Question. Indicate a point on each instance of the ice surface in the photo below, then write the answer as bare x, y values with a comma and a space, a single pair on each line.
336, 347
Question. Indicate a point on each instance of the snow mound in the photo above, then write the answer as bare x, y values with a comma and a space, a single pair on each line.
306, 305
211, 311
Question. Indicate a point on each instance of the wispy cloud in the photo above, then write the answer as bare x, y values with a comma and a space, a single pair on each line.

════════════════════

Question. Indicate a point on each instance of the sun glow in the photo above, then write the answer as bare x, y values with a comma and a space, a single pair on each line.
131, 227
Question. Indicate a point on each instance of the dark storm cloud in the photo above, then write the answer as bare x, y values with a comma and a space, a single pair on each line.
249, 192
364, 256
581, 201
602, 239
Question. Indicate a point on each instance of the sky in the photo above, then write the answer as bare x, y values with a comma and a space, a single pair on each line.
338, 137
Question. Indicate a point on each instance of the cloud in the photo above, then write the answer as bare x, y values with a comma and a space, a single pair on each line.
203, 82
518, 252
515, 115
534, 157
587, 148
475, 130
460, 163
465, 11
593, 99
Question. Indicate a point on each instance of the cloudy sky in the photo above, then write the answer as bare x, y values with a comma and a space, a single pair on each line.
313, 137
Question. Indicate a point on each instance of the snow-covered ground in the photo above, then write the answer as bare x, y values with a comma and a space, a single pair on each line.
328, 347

════════════════════

● Exercise prompt:
Output the material above exactly, but only from the line that carries "Question. Indicate a point on each instance of the ice" through the line that carries "Question. Indicate a point on each instance of the wispy".

● Result for this task:
Question. Indicate a point on each instance of the ice surface in the photo below, then write the answer as bare x, y values with a comma and a space, a single pair on each line.
336, 347
Question. Indicate a point on each instance of the snow mound in the photo above, then write the answer as bare x, y values with a comma and a space, a single pair on each line.
306, 305
211, 311
Question. Indicate a point on each instance of the wispy cloud in the photo above, then write the answer as bare x, y values with a comma and a space, a single pair on each line.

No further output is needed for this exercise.